## What is being asked
Given the material below, return only the lines starting at the line with "positive clicks: (1274, 416)" and ending at the line with "negative clicks: (1983, 815) (1848, 996)", exactly as they appear.

## Data
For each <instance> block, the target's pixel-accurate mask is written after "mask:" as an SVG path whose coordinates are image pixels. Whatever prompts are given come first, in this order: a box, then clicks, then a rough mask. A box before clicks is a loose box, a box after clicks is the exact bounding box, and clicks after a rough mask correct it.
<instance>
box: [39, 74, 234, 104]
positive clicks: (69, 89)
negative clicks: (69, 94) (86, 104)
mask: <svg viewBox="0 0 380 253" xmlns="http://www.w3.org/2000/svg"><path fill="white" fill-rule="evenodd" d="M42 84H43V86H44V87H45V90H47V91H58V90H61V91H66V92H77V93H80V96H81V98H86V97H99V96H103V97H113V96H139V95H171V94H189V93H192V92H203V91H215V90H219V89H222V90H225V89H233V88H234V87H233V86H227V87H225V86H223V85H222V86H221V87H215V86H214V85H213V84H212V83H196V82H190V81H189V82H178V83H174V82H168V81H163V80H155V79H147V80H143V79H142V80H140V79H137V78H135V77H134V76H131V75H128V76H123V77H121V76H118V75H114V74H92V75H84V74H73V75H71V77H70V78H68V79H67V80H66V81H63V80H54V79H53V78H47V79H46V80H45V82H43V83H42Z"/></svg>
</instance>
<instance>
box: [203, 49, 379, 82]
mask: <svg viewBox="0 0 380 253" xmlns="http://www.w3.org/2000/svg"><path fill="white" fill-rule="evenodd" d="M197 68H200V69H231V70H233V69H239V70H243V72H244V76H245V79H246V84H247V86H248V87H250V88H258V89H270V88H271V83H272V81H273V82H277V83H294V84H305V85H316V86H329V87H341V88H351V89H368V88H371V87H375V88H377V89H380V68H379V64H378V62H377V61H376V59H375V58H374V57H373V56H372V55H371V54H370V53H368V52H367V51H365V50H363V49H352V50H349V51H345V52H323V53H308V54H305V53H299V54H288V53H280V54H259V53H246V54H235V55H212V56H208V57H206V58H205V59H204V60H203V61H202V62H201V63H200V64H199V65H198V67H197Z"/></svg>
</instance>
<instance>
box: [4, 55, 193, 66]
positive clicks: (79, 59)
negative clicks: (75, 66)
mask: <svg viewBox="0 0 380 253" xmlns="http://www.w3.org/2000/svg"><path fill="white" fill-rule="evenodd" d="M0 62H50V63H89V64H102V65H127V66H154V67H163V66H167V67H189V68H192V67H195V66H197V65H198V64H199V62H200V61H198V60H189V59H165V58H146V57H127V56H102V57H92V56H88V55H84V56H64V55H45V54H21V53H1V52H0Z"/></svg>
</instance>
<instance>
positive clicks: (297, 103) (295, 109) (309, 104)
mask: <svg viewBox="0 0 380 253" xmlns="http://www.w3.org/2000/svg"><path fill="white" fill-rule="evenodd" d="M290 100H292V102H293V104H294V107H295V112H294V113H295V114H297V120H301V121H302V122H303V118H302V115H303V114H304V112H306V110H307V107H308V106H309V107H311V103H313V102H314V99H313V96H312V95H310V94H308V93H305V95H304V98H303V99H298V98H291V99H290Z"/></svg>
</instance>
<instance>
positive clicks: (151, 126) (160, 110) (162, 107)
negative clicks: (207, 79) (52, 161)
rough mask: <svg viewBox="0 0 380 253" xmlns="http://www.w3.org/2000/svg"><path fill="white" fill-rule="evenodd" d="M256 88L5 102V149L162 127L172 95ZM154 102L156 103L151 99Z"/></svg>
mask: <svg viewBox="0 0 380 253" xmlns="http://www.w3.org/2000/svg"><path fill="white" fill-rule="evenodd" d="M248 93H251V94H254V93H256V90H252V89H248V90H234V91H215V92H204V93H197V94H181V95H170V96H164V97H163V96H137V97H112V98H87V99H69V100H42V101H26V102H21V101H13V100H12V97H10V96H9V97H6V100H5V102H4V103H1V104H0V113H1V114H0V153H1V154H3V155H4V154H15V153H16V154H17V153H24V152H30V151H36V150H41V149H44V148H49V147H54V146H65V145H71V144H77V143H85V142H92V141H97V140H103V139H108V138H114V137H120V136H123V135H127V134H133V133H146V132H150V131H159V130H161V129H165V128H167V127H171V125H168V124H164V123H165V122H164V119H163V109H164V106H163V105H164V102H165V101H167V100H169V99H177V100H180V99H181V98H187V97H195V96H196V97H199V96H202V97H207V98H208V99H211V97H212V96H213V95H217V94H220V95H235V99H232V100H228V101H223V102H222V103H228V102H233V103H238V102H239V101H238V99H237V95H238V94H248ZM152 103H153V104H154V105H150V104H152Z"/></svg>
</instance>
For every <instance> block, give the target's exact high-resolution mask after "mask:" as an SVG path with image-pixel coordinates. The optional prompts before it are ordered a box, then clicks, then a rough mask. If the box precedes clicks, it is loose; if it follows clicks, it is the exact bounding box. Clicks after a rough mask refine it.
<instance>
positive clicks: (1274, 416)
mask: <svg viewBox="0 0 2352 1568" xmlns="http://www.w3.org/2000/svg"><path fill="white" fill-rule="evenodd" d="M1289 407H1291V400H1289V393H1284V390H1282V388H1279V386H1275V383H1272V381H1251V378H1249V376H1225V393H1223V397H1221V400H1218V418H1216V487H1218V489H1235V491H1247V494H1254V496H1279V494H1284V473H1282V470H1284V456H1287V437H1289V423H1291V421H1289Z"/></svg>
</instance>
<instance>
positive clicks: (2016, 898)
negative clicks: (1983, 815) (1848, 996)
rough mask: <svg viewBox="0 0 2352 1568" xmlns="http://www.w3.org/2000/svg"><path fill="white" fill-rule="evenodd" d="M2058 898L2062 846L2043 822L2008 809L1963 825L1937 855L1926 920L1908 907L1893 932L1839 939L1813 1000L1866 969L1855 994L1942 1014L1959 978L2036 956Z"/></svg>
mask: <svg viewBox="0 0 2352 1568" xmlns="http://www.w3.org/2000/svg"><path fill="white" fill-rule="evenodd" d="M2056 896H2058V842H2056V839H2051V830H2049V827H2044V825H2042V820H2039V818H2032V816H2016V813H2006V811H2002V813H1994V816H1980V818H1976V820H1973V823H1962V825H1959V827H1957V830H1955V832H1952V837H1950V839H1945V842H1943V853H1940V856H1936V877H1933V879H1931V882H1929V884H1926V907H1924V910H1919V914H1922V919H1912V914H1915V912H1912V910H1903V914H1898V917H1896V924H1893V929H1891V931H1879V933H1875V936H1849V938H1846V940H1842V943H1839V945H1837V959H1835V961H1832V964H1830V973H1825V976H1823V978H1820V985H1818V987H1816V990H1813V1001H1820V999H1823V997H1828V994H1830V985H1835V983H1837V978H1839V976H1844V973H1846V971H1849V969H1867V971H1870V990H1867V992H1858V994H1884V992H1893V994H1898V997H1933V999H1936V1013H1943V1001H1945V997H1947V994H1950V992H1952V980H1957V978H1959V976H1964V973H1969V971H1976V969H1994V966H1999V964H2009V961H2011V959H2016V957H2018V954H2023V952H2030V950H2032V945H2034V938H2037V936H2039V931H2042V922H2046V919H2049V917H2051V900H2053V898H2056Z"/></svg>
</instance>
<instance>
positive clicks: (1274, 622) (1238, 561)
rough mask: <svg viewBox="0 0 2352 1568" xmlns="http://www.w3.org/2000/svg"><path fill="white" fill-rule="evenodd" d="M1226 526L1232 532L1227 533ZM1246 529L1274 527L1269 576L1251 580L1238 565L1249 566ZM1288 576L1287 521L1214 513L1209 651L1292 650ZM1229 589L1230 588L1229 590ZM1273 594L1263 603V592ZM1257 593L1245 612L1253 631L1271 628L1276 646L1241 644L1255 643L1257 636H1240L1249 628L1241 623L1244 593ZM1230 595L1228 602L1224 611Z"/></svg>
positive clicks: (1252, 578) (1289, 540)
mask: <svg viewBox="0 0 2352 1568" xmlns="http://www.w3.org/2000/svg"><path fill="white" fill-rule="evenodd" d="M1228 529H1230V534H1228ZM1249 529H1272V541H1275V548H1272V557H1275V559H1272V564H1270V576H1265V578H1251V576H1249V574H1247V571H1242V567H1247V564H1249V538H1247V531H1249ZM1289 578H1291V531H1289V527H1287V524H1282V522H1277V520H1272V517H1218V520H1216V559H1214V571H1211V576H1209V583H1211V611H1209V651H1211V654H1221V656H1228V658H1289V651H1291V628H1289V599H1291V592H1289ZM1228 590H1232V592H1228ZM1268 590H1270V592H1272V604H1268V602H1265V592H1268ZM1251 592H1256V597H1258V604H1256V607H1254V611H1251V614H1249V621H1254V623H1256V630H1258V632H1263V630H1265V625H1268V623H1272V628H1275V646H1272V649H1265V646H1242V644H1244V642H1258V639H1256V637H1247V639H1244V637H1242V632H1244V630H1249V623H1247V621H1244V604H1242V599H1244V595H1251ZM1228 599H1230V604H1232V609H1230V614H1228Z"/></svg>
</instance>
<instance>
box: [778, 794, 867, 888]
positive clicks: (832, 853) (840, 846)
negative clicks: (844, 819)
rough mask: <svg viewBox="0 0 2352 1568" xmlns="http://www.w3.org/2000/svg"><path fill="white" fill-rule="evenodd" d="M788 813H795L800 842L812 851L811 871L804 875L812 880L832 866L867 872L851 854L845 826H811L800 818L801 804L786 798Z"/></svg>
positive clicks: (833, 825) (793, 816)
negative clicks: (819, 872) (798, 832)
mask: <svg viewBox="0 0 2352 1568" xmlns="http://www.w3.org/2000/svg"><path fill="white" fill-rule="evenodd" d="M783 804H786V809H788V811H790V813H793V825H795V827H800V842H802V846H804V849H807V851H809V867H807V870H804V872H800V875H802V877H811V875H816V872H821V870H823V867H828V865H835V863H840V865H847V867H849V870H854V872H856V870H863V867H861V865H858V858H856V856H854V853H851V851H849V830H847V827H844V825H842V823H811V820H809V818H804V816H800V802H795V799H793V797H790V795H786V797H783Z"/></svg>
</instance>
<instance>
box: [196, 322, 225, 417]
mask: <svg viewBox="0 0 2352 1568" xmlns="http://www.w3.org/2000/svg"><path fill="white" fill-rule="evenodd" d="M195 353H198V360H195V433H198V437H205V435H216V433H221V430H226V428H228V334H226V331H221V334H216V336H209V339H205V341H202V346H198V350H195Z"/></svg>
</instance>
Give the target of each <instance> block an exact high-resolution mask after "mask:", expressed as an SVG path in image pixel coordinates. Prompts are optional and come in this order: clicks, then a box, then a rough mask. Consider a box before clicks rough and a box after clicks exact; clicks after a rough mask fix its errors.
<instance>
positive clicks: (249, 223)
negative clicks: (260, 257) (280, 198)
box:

## Solution
positive clicks: (1274, 416)
mask: <svg viewBox="0 0 2352 1568" xmlns="http://www.w3.org/2000/svg"><path fill="white" fill-rule="evenodd" d="M1289 407H1291V400H1289V393H1284V390H1282V388H1279V386H1275V383H1272V381H1251V378H1249V376H1225V393H1223V397H1221V400H1218V418H1216V487H1218V489H1235V491H1247V494H1254V496H1279V494H1284V473H1282V470H1284V456H1287V437H1289V423H1291V421H1289Z"/></svg>
</instance>
<instance>
positive clicks: (2016, 898)
negative clicks: (1983, 815) (1848, 996)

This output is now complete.